The input below:
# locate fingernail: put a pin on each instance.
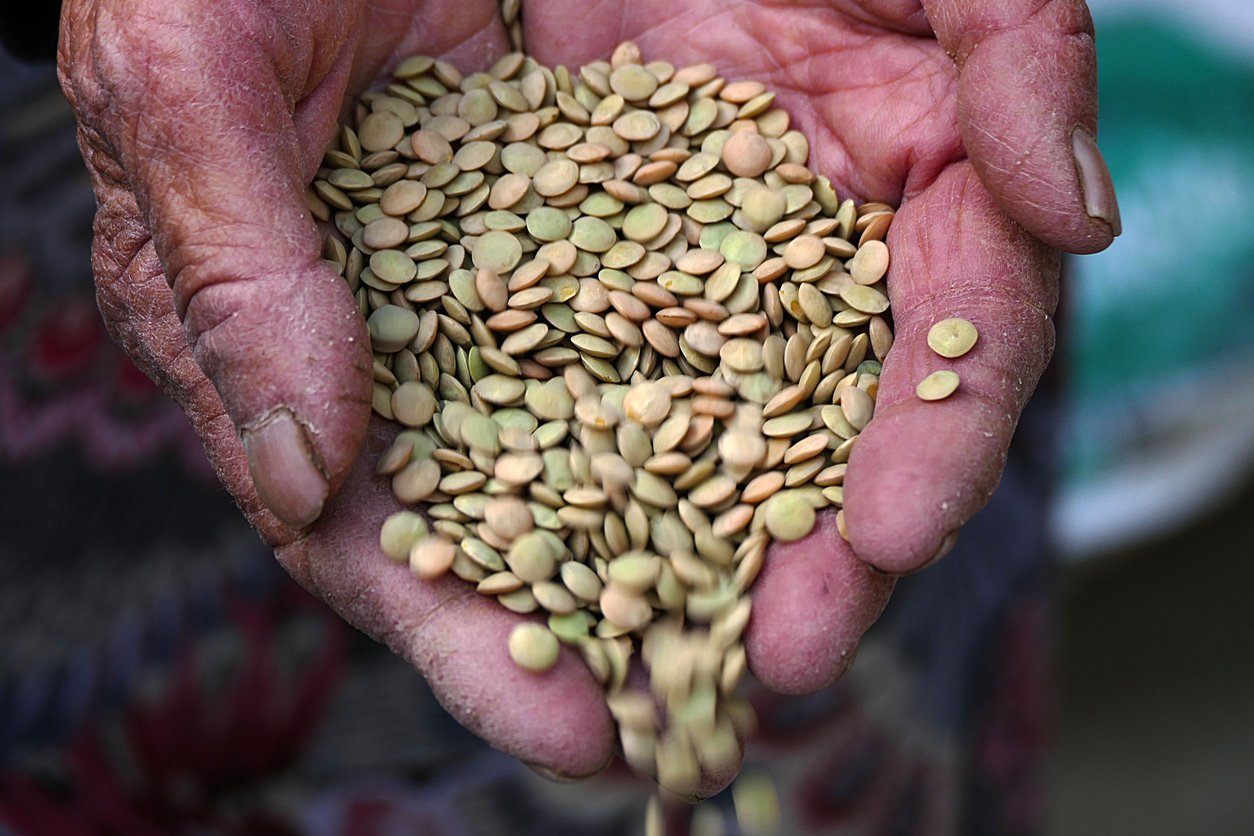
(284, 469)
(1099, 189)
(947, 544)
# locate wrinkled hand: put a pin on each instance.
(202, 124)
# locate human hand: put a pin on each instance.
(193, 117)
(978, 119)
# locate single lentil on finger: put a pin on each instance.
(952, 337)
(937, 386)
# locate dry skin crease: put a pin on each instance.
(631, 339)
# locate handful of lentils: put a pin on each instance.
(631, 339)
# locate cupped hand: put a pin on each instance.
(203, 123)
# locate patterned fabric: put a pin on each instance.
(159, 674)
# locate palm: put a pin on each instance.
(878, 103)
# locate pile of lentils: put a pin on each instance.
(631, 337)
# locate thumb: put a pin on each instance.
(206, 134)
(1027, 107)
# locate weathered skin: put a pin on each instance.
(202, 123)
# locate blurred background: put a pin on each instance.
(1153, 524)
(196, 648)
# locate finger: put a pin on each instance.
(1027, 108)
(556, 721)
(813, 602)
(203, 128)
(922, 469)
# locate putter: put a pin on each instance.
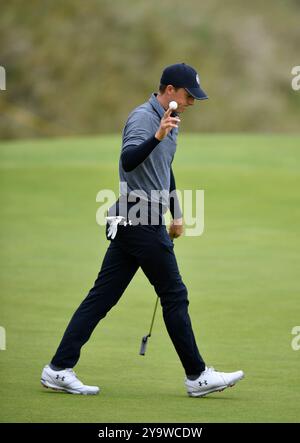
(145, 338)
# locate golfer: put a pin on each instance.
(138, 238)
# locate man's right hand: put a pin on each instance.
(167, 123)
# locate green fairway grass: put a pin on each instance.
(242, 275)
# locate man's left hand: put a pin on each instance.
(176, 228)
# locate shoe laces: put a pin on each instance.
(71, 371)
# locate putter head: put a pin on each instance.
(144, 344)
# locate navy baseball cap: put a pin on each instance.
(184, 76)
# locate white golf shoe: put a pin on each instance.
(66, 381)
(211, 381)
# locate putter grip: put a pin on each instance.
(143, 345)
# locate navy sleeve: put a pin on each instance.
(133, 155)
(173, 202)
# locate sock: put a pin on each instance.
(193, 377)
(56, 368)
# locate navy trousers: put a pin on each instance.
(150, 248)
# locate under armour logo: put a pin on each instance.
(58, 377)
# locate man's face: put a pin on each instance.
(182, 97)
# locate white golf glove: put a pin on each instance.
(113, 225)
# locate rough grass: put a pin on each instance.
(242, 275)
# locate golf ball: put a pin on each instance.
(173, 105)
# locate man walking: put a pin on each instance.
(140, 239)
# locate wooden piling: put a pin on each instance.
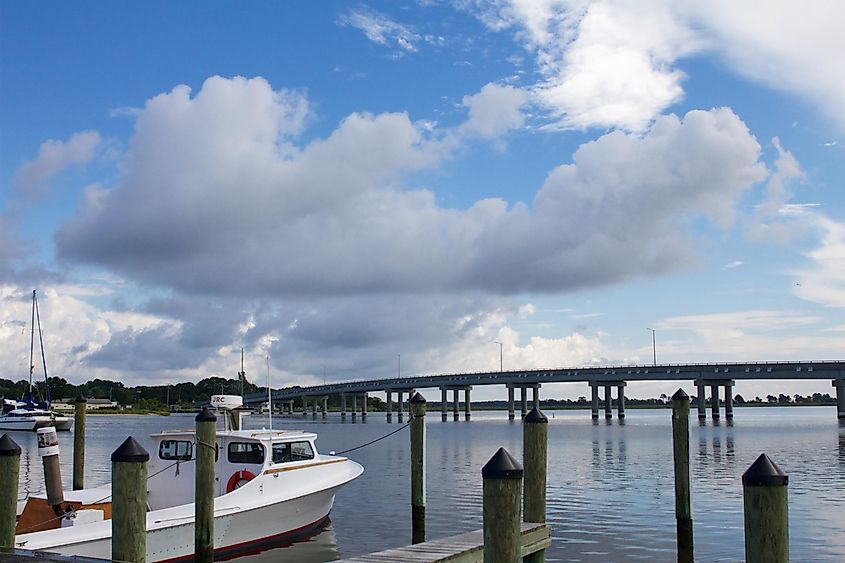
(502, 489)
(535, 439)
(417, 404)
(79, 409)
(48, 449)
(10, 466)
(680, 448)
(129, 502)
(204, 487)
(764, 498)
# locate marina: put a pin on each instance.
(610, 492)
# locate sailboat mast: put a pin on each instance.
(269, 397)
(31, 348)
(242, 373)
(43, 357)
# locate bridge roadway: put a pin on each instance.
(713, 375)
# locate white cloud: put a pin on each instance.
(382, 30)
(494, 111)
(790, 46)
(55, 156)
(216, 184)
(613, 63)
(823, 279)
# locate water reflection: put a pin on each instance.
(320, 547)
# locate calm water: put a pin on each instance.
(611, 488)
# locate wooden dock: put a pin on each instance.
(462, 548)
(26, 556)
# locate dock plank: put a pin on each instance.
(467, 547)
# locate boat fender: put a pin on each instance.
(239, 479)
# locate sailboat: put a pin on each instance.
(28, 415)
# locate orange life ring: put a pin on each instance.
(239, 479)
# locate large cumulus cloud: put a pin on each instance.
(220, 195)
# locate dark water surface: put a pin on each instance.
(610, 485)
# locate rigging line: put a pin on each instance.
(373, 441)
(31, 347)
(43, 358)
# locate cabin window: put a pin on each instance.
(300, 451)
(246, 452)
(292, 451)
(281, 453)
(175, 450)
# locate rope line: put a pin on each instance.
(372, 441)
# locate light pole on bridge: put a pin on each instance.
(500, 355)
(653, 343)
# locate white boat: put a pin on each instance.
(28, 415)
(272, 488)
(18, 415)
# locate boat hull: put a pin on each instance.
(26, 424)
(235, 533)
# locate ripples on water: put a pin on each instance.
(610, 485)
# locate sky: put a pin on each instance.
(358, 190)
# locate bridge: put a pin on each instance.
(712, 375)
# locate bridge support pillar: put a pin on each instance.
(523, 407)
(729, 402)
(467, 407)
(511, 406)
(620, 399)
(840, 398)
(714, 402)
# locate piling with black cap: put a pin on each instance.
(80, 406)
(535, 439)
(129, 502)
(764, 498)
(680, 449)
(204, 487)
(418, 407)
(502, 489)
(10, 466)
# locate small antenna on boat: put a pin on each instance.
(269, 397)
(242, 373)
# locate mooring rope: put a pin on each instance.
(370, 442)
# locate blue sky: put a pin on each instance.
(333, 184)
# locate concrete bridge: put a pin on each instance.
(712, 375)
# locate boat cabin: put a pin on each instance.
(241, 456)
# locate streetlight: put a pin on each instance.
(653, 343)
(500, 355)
End of The input.
Reproduce exactly, with nothing added, the lines from the one that contains "# locate mooring" to the end of the data.

● **Problem solution**
# locate mooring rope: put a pin on each instance.
(370, 442)
# locate blue sky: put a pin on each instance.
(333, 184)
# locate concrete bridge: put a pin on each instance.
(712, 375)
# locate boat cabin: put a pin on each instance.
(241, 456)
# locate streetlight: put a pin on each instance.
(653, 343)
(500, 355)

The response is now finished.